Stored data entries:

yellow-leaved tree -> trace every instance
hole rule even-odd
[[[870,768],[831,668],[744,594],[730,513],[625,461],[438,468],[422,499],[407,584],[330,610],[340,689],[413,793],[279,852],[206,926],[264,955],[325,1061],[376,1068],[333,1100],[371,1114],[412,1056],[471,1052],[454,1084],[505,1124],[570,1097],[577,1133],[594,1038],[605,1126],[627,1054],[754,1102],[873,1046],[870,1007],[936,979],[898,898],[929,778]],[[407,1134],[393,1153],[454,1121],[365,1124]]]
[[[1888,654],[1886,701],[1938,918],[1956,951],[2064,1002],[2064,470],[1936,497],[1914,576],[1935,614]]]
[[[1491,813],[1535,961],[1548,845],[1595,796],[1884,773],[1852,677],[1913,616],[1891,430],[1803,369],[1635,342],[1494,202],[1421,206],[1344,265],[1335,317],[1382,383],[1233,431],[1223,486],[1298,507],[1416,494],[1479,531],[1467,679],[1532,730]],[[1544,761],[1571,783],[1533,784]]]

Assignment:
What needs duplicating is the run of lines from the one containing "hole rule even-odd" through the last line of the entries above, exact and complete.

Finished task:
hole rule even-odd
[[[870,768],[831,668],[744,594],[730,513],[625,461],[438,468],[422,499],[407,584],[330,610],[340,689],[413,793],[279,852],[206,926],[264,955],[325,1061],[376,1068],[333,1100],[371,1114],[412,1056],[471,1052],[454,1084],[505,1124],[570,1097],[577,1133],[594,1038],[605,1126],[627,1054],[754,1102],[873,1046],[870,1007],[936,979],[898,898],[929,778]],[[407,1134],[393,1153],[454,1121],[365,1124]]]
[[[1888,654],[1886,701],[1938,918],[1956,951],[2064,1002],[2064,470],[1936,497],[1914,576],[1935,614]]]
[[[1491,813],[1535,961],[1548,845],[1595,796],[1884,773],[1852,677],[1913,616],[1891,430],[1803,369],[1635,342],[1494,202],[1421,206],[1344,265],[1335,317],[1382,383],[1233,431],[1223,486],[1298,507],[1416,494],[1479,531],[1467,679],[1532,730]],[[1544,761],[1571,783],[1533,784]]]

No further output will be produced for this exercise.